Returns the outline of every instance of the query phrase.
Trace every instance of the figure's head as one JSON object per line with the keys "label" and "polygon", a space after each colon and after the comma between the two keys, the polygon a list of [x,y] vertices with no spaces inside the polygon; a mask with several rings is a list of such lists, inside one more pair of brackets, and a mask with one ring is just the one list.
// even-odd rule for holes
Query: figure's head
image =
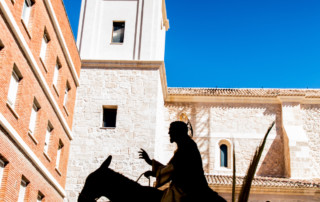
{"label": "figure's head", "polygon": [[188,125],[182,121],[174,121],[170,124],[169,128],[170,142],[176,142],[189,138]]}
{"label": "figure's head", "polygon": [[103,195],[104,173],[107,171],[112,156],[109,156],[96,171],[92,172],[86,179],[86,182],[81,190],[78,202],[96,201]]}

:: EXERCISE BRIEF ::
Where pictures occur in the material above, omit them and return everything else exactly.

:: ANSWER SECTION ::
Returns the outline of every instance of the query phrase.
Trace every instance of the figure's head as one JSON object per line with the keys "label" and "polygon", a space after each colon and after the comma between the two keys, the polygon a list of [x,y] vertices with no spaces inside the polygon; a mask with several rings is a list of such lists, inside one more pair of brackets, and a mask with one ring is just the one list.
// even-odd rule for holes
Query: figure's head
image =
{"label": "figure's head", "polygon": [[188,125],[182,121],[174,121],[170,124],[169,128],[170,142],[176,142],[189,138]]}
{"label": "figure's head", "polygon": [[103,195],[104,173],[107,171],[112,156],[109,156],[96,171],[92,172],[86,179],[86,182],[81,190],[78,202],[96,201]]}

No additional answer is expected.